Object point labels
--- begin ---

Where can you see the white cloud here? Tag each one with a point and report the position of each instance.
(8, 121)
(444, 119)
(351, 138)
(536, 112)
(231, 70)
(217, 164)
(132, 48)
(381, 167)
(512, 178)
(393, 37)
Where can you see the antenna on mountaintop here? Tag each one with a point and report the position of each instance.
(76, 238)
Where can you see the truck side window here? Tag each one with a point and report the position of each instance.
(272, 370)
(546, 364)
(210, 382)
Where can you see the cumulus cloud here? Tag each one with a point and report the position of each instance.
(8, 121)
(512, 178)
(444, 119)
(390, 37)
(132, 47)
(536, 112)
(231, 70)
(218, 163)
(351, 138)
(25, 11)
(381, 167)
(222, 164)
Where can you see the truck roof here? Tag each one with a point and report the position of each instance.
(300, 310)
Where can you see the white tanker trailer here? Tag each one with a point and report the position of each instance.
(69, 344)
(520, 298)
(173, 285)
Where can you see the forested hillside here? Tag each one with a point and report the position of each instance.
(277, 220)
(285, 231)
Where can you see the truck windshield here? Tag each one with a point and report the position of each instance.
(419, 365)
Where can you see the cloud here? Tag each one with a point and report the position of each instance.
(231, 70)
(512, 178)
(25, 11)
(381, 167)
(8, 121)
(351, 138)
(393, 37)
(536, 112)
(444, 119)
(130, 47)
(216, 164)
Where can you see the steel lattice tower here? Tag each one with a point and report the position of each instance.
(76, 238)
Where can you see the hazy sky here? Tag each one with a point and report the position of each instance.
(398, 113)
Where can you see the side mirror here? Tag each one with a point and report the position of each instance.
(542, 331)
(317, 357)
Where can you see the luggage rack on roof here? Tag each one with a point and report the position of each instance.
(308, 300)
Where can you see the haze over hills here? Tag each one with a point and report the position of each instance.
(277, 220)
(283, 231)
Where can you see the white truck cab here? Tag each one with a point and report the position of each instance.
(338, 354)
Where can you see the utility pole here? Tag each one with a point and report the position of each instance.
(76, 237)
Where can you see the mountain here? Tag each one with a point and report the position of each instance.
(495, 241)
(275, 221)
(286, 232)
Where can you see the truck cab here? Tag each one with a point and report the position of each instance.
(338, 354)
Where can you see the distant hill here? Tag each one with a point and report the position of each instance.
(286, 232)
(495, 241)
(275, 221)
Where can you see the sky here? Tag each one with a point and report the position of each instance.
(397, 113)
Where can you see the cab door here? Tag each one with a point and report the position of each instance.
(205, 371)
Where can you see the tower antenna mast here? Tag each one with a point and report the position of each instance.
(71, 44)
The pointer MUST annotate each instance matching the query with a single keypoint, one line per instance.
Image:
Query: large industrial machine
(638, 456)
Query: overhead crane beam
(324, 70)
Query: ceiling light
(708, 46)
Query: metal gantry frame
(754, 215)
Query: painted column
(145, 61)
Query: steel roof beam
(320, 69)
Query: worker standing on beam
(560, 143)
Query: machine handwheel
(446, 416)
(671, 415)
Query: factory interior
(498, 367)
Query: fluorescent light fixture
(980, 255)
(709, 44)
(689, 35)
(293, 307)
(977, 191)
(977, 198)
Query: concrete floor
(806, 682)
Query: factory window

--- end ---

Your instructions:
Here, the records must be output exactly and in full.

Solution for this exercise:
Where can you see the white cloud here? Tag each one with a point and report the position of each instance.
(8, 121)
(444, 119)
(351, 138)
(536, 112)
(231, 70)
(217, 164)
(132, 48)
(381, 167)
(512, 178)
(393, 37)
Where can you see the antenna on mountaintop here? Tag each one with a point and report the position of each instance.
(76, 238)
Where can you see the truck side window here? Tag each one with a point and report the position of each instance.
(272, 370)
(546, 364)
(210, 382)
Where can you see the cumulus cloud here? Tag each one with a point and report the position of each instance.
(8, 121)
(512, 178)
(444, 119)
(390, 37)
(132, 47)
(536, 112)
(231, 70)
(218, 163)
(351, 138)
(25, 11)
(381, 167)
(222, 164)
Where can you see the truck roof here? Tag each one with a point and report the position of each instance.
(300, 310)
Where can you see the white tanker trailer here? Tag each one with a point and report the position of each instance.
(69, 344)
(520, 298)
(173, 285)
Where can you see the forested hillside here? Tag each one with a point and report the position of each instance.
(277, 220)
(285, 231)
Where can you see the truck windshield here? Tag each one with a point and report the position of each instance.
(419, 365)
Where can you see the cloud here? Tag each one with a point and report the position of each instance.
(231, 70)
(512, 178)
(25, 11)
(381, 167)
(8, 121)
(351, 138)
(393, 37)
(536, 112)
(444, 119)
(130, 47)
(216, 164)
Where can you see the steel lattice tower here? Tag each one with a point and report the position of each instance.
(76, 238)
Where can you see the hazy sky here? Tag each one with a point and report the position of each instance.
(398, 113)
Where can you see the side mirror here? Tag each one with a point and report the position of each instance.
(542, 331)
(317, 357)
Where can you see the luggage rack on roof here? Tag each one with a point and report the position of each instance.
(308, 300)
Where can you see the haze over hills here? Tag each one with a point and report the position of each instance.
(277, 220)
(283, 231)
Where can you see the white truck cab here? Tag each one with a point and report the position of each instance.
(338, 354)
Where can you see the utility pole here? Tag each one with a point and report the position of each instance.
(76, 237)
Where can you see the mountain here? Tag each one with a point and report the position of each instance.
(495, 241)
(275, 221)
(286, 232)
Where can you see the truck cab here? Tag each one with a point and report the position of each instance.
(338, 354)
Where can you see the distant hill here? Tag each one with a point and report the position of each instance.
(286, 232)
(495, 241)
(275, 221)
Where can you see the sky here? Tag each one with a point and report the position of each instance.
(397, 113)
Where can you see the cab door here? Tag each one with a point and report the position of each instance.
(205, 371)
Where can you see the tower antenna mast here? Tag each one with a point and report the position of each instance.
(71, 44)
The pointer MUST annotate each instance matching the query with a single keypoint, one line per instance.
Image:
Query: large industrial machine
(638, 456)
Query: overhead crane beam
(324, 70)
Query: ceiling light
(708, 46)
Query: metal gantry frame
(754, 215)
Query: painted column
(145, 61)
Query: steel roof beam
(320, 69)
Query: worker standing on beam
(560, 143)
Query: machine handwheel
(446, 416)
(671, 415)
Query: factory interior
(498, 367)
Query: fluorescent light fixture
(980, 255)
(709, 44)
(689, 35)
(293, 307)
(977, 191)
(977, 198)
Query: concrete floor
(806, 682)
Query: factory window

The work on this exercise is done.